### Tasks to perform
a) Reproduce everything in the essay on To Kill a Mockingbird from "Wednesday, October 12, 2011" down to "people of Maycomb.".
b) In one to three sentences, explain why, according to the essay on To Kill a Mockingbird, the lawyer Jake in A Time To Kill takes on the risk of defending a black man.
c) Extend the essay on To Kill a Mockingbird, picking up right after its final sentence.

═════ Excerpt ═════

Wednesday, October 12, 2011

To Kill A Mockingbird: Prejudice Is Part of Our Inherent Nature




Why did Atticus defend a nigger?   What was the point of being the advocate for a
black man?   It doesn't matter if their guilty or innocent, you can ceaselessly
and effortlessly convict the animals for their colour vice.   You can even turn a
blind eye to the obvious truth.   And so did the "people", the white, narrow-
minded, bigoted and   hypocritical people of Maycomb.

The justification for why Atticus broke from the norm, and acted unlike most
others in his community, can be compared to the motive of the central character
in the novel, A Time To Kill, written by John Grisham.   The comparative
character, a lawyer named Jake, also endangers not only his own life but his
family's, by defending a Negro.   He is compelled to undergo such a risk as he
believes he is protecting an innocent man.   Despite the fact that he is black.

═════ Information provided ═════

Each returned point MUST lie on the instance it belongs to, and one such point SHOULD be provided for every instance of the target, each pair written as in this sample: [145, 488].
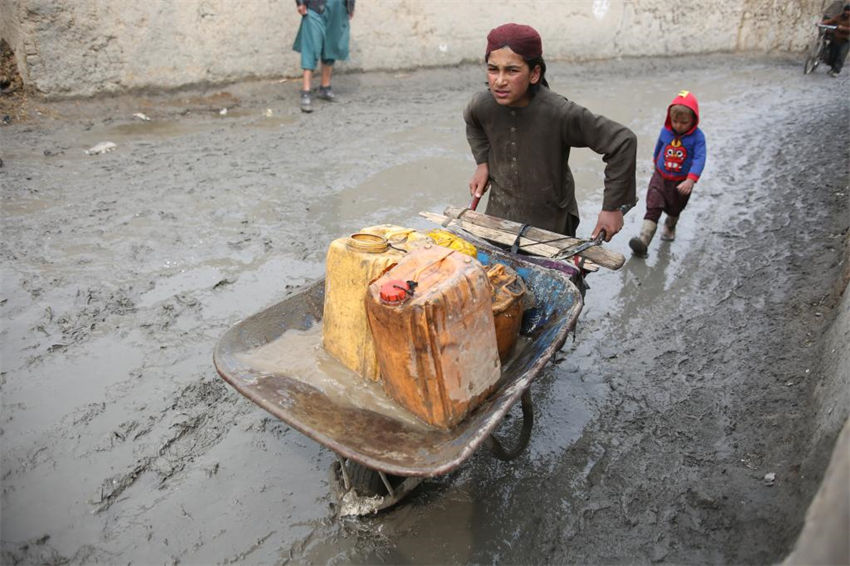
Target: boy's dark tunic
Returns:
[527, 150]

═════

### Expected answers
a)
Wednesday, October 12, 2011

To Kill A Mockingbird: Prejudice Is Part of Our Inherent Nature




Why did Atticus defend a nigger?   What was the point of being the advocate for a
black man?   It doesn't matter if their guilty or innocent, you can ceaselessly
and effortlessly convict the animals for their colour vice.   You can even turn a
blind eye to the obvious truth.   And so did the "people", the white, narrow-
minded, bigoted and   hypocritical people of Maycomb.

b) The essay says Jake is compelled to undergo the risk to his own life and his family's because he believes he is protecting an innocent man.

c)
Jake could not live with himself if he failed to give his utmost effort in
clearing the accused, Carl Lee Hailey's, name.   The lawyer feels that it is his
obligation to humanity to do so.   Similarly, the case Atticus accepts is
something which goes to the essence of a man's own conscience.   Atticus is
unable to treat the underdogs of the town how the majority of people act towards
them.   Clearly the people of Maycomb are narrow-minded, bigoted and hypocritical,
and Atticus   Finch is not.   Nothing can be done to make the prejudiced, perverse
people hear the truth.   This dogmatic attitude does not occur exclusively
between the whites and the Negroes either.   The community's unsubstantiated
stories about other citizens also demonstrate their heedless to the truth and
prejudiced natures.

Arthur Radley, otherwise labelled Boo, has for decades been maliciously
slandered, in the county. The people that have done so do not know Arthur, and
the reason they can make such judgments escapes me.   When there was a series of
pets being mysteriously slaughtered, the consensus was that it was...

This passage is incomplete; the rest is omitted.